# [INFORMATION]
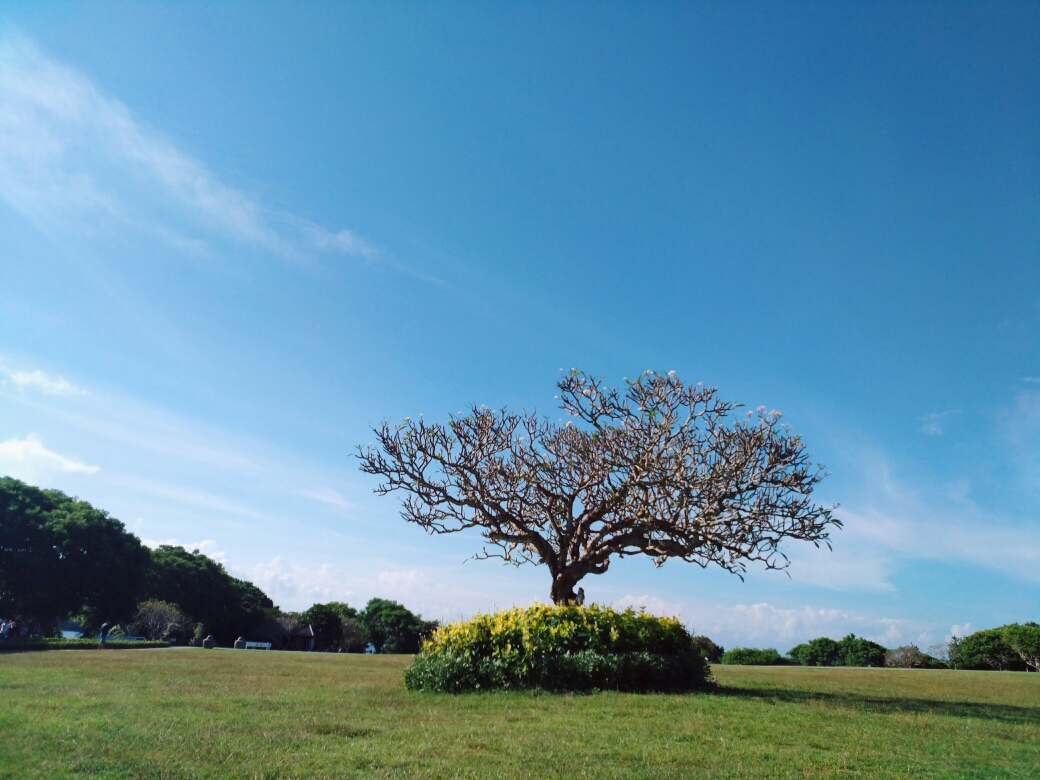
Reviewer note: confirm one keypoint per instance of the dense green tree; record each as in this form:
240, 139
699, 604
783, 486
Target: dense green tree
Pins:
394, 629
855, 651
227, 606
337, 627
328, 624
708, 649
750, 656
819, 652
61, 556
988, 649
1024, 641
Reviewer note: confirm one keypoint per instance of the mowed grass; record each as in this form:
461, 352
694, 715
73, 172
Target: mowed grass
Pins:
222, 713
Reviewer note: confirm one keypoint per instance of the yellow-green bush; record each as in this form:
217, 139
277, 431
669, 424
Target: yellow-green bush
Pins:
560, 648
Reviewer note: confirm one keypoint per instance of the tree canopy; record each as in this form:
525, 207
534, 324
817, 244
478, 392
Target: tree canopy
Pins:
663, 469
227, 606
61, 556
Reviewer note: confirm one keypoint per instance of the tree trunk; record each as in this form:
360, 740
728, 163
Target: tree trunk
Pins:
563, 590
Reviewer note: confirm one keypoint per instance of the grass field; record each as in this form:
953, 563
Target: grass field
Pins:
186, 712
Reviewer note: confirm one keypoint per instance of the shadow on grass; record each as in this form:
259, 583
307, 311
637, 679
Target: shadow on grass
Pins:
1003, 712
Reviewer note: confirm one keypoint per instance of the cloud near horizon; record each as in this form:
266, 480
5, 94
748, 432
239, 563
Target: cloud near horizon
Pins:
39, 381
27, 459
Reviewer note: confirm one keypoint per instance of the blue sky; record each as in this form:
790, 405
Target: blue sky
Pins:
232, 238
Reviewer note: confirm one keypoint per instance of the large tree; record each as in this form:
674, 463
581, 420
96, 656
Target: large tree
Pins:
663, 469
227, 606
60, 556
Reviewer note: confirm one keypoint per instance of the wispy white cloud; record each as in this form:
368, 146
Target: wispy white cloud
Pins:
765, 625
27, 459
39, 381
207, 547
935, 423
330, 497
73, 158
889, 523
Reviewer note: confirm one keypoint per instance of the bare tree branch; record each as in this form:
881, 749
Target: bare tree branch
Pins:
663, 469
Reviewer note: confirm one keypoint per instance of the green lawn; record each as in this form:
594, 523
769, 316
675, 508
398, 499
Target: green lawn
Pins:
187, 712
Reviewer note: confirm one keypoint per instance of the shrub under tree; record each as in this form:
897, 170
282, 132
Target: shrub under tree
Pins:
560, 648
158, 620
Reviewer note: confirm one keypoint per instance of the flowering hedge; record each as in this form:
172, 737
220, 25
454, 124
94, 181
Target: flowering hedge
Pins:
560, 648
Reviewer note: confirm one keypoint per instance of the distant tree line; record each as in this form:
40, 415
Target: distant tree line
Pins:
1012, 647
61, 559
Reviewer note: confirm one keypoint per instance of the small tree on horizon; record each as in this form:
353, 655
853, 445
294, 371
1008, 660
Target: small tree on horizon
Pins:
663, 469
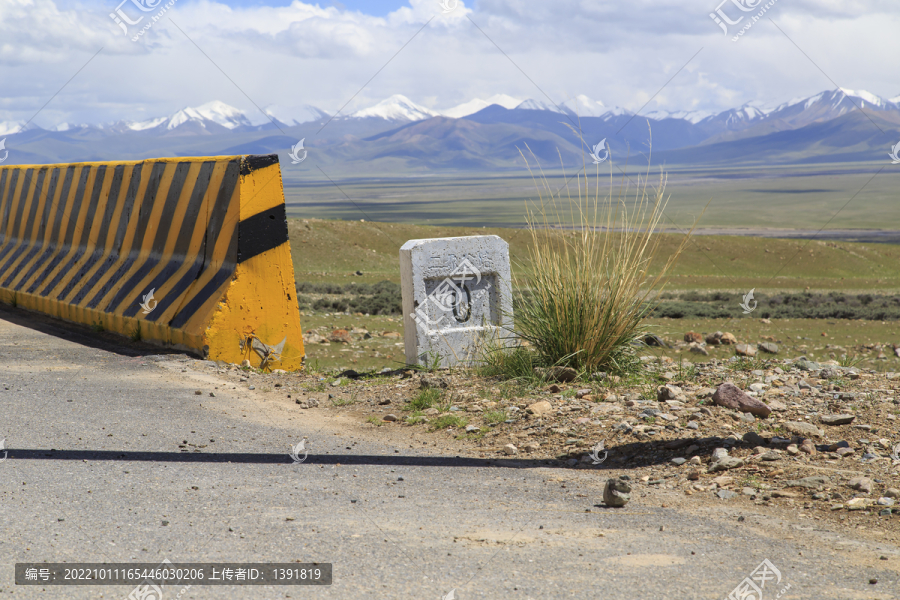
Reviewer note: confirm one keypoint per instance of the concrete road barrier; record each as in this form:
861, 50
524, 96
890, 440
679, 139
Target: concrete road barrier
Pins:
187, 252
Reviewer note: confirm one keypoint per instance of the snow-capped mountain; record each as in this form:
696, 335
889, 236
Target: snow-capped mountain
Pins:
290, 117
10, 127
473, 106
583, 106
395, 108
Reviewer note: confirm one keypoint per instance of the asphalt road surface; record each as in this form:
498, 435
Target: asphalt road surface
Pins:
112, 457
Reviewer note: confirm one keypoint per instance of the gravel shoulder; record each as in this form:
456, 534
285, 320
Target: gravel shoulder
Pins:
114, 456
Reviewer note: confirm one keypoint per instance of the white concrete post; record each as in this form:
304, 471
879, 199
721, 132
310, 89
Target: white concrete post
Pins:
457, 294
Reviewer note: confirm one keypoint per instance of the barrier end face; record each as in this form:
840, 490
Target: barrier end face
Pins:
256, 162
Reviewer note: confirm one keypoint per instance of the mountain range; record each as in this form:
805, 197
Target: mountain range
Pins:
399, 136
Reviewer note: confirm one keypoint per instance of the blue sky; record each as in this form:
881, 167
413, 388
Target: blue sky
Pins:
376, 8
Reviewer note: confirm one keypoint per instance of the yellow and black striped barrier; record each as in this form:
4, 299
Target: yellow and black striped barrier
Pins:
189, 252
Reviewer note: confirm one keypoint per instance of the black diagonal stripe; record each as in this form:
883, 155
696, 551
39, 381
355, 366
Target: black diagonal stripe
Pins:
202, 296
174, 294
214, 230
4, 174
7, 201
15, 234
159, 241
143, 223
51, 244
100, 247
220, 210
116, 245
85, 233
24, 233
179, 252
72, 215
257, 161
261, 232
41, 235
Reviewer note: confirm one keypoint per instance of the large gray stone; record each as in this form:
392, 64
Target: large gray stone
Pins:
731, 396
837, 419
456, 297
616, 493
803, 429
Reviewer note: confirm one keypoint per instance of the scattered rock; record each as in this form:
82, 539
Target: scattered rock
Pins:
842, 419
616, 493
539, 408
815, 482
754, 439
559, 374
713, 339
730, 396
803, 429
776, 405
340, 336
859, 504
745, 350
311, 337
861, 484
693, 337
721, 461
426, 382
669, 392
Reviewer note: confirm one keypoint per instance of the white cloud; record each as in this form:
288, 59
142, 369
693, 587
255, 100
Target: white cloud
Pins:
620, 54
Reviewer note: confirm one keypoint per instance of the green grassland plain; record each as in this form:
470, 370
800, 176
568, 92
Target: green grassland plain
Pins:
334, 251
829, 196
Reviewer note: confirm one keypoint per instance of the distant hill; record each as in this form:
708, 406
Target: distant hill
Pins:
397, 135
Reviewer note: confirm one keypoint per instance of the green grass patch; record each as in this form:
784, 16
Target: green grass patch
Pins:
448, 421
424, 400
495, 417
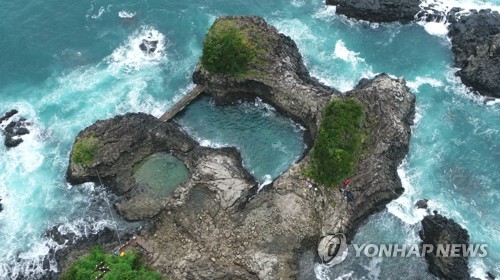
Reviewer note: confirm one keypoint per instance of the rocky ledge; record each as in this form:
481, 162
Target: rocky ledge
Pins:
475, 39
123, 142
215, 226
279, 77
437, 229
378, 10
274, 235
14, 130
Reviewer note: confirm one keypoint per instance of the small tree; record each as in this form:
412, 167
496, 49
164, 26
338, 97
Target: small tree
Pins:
84, 150
338, 143
227, 49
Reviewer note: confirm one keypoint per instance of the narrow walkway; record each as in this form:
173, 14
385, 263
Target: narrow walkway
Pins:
179, 106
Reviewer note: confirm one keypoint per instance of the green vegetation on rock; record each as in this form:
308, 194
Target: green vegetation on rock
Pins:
84, 150
227, 49
338, 143
128, 267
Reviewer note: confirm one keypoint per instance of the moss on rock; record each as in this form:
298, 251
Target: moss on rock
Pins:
229, 48
339, 142
84, 150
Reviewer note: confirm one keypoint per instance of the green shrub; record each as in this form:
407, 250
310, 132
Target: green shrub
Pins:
227, 49
84, 150
338, 143
128, 267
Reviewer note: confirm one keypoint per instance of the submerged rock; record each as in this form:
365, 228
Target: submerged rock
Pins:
14, 130
216, 225
422, 204
8, 115
279, 77
148, 46
125, 141
439, 230
475, 42
378, 10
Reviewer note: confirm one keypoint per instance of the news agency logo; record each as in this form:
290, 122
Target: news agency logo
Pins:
332, 249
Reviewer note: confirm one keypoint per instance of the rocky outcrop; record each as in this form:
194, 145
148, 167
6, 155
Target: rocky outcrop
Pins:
377, 10
437, 229
476, 44
389, 111
124, 141
216, 226
270, 235
14, 130
421, 204
279, 77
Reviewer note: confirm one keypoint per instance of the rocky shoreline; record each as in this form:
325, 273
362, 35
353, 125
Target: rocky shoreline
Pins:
214, 226
378, 10
475, 39
439, 230
475, 35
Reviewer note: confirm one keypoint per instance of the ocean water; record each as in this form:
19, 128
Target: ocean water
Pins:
66, 65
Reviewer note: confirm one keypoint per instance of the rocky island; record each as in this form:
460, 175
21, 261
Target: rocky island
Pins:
475, 39
378, 10
215, 224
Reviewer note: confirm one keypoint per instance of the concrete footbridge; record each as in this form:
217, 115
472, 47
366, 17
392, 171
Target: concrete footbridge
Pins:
181, 104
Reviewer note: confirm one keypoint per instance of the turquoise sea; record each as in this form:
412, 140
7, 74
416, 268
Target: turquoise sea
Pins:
65, 64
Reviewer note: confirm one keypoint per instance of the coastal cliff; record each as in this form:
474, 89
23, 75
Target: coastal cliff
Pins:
475, 39
216, 225
377, 10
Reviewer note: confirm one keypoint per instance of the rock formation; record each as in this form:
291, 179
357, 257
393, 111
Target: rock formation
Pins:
215, 226
421, 204
124, 141
437, 229
14, 130
279, 78
476, 44
378, 10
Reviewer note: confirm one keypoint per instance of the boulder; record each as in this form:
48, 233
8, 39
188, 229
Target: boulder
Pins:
437, 229
422, 204
475, 39
279, 77
8, 115
216, 225
123, 142
378, 10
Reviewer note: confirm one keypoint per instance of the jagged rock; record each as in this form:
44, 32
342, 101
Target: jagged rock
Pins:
215, 226
422, 204
148, 46
378, 10
14, 130
437, 229
12, 142
280, 77
8, 115
475, 42
124, 141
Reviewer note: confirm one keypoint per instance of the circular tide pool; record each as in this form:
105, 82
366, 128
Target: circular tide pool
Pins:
162, 173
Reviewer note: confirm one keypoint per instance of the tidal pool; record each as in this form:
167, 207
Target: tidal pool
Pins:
161, 173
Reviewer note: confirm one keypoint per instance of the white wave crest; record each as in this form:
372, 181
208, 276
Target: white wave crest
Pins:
343, 53
129, 57
126, 14
404, 206
419, 81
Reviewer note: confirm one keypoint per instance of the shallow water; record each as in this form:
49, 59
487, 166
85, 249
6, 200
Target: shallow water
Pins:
162, 173
66, 65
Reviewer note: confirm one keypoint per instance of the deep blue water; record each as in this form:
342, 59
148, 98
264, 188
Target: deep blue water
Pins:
66, 65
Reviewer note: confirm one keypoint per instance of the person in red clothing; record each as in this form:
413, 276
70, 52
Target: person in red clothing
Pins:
347, 182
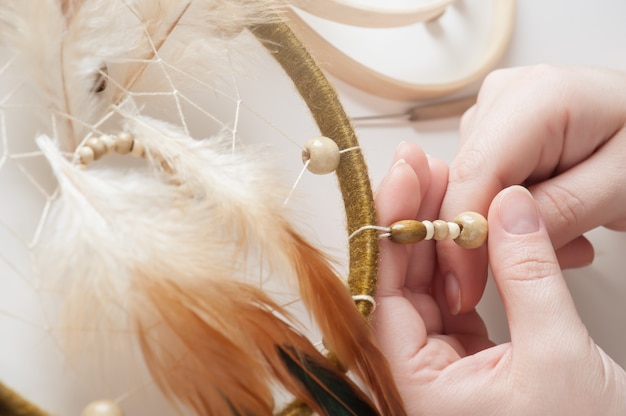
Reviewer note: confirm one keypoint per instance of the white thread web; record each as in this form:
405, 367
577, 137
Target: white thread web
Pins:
255, 103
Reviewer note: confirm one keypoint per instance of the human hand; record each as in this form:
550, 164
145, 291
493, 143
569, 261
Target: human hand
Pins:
444, 364
558, 130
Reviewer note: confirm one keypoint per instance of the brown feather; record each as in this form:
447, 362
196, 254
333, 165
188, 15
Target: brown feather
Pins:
216, 348
345, 331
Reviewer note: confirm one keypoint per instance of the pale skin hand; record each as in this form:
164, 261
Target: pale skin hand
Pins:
444, 364
560, 131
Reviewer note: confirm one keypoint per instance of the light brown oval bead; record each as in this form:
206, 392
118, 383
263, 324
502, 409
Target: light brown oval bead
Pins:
124, 143
138, 149
473, 229
102, 408
322, 154
98, 147
441, 230
108, 141
407, 232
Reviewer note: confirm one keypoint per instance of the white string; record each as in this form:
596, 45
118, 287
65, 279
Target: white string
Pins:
349, 149
366, 298
370, 227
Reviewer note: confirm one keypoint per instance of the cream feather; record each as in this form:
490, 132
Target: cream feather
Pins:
69, 48
164, 250
164, 254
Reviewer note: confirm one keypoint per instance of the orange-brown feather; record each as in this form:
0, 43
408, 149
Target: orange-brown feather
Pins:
345, 331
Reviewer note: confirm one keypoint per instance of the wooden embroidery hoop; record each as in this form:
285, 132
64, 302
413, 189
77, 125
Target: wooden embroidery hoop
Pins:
357, 74
320, 96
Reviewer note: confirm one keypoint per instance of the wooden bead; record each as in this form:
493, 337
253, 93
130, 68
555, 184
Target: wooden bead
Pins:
407, 232
124, 143
441, 230
98, 147
109, 142
102, 408
473, 229
322, 155
86, 155
138, 149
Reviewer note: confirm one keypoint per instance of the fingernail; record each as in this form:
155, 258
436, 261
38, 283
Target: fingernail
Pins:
518, 211
453, 294
398, 163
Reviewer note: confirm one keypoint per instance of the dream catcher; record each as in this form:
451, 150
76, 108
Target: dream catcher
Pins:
164, 239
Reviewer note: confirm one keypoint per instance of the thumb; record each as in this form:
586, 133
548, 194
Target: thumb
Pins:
538, 305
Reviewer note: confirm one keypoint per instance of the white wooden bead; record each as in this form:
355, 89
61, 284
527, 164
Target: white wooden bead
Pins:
453, 230
430, 230
322, 155
102, 408
124, 142
109, 142
86, 155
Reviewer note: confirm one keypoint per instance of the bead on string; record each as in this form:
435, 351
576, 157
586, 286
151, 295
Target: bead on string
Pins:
321, 155
122, 143
468, 230
102, 408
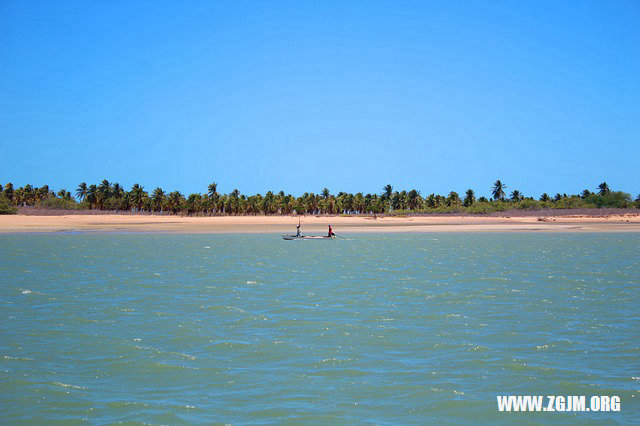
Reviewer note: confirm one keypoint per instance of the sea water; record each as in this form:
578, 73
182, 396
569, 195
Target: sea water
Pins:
379, 328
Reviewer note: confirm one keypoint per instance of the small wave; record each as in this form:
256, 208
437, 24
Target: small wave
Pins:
65, 385
15, 358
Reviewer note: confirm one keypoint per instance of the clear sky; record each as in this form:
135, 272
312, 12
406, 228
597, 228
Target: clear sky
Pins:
301, 95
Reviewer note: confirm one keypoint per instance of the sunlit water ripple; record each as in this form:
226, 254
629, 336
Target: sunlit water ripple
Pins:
393, 328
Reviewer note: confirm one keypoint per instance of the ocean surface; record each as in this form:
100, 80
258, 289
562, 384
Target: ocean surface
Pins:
377, 328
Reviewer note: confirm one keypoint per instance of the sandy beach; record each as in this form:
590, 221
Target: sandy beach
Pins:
316, 224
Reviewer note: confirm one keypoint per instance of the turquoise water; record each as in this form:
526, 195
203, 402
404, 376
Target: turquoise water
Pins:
392, 328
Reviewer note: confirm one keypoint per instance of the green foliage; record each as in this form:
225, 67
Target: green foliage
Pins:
114, 197
57, 204
6, 208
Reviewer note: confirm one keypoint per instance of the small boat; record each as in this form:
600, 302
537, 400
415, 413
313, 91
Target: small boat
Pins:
299, 236
307, 237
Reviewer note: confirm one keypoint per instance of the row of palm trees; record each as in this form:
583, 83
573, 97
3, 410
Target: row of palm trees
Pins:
112, 196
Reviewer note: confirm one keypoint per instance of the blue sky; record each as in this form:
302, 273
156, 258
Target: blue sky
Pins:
297, 96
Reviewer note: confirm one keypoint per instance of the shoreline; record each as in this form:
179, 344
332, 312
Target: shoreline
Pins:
96, 223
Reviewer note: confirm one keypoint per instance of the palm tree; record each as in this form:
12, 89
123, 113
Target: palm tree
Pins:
498, 190
388, 191
174, 201
157, 199
212, 190
81, 192
414, 199
603, 189
105, 189
137, 196
8, 191
469, 198
453, 198
92, 196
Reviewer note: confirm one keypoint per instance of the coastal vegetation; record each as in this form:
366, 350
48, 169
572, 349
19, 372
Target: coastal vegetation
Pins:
108, 196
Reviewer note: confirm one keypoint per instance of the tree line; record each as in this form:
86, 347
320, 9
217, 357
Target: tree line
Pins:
108, 196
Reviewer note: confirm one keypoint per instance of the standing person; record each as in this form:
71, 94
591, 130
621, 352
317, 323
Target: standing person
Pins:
331, 234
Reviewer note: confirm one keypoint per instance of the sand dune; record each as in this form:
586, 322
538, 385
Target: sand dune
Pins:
317, 224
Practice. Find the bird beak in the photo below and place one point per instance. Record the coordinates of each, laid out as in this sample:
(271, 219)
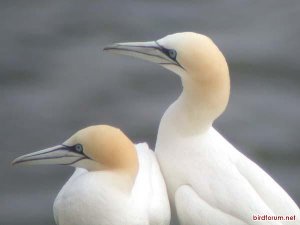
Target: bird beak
(150, 51)
(57, 155)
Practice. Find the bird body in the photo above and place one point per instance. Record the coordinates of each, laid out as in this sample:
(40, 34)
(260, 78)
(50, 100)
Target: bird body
(105, 189)
(209, 181)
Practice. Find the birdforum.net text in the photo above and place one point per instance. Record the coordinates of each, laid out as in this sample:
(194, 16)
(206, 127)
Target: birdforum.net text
(268, 217)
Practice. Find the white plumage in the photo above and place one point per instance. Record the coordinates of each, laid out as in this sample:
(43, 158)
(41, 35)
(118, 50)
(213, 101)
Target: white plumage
(106, 188)
(209, 182)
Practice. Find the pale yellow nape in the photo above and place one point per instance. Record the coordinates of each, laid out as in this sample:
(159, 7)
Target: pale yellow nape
(108, 146)
(205, 77)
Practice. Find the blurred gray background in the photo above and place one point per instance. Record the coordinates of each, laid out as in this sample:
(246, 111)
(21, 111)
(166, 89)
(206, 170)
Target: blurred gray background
(55, 79)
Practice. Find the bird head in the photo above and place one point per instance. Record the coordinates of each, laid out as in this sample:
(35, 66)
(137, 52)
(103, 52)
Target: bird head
(99, 147)
(190, 55)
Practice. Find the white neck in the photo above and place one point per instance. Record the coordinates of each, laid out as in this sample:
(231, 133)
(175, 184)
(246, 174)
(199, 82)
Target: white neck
(199, 104)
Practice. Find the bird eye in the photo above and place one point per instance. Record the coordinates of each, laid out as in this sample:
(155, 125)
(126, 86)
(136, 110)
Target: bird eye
(172, 54)
(79, 148)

# [EXERCISE OBJECTIVE]
Would you copy, exactly, each line from the start of the listing above through the line with "Target: dense green tree", both ends included, but none of the pictures?

# [TASK ANSWER]
Reviewer note: confirm one keypoint per instance of the dense green tree; record each as in this form:
240, 139
699, 604
783, 486
Target: dense green tree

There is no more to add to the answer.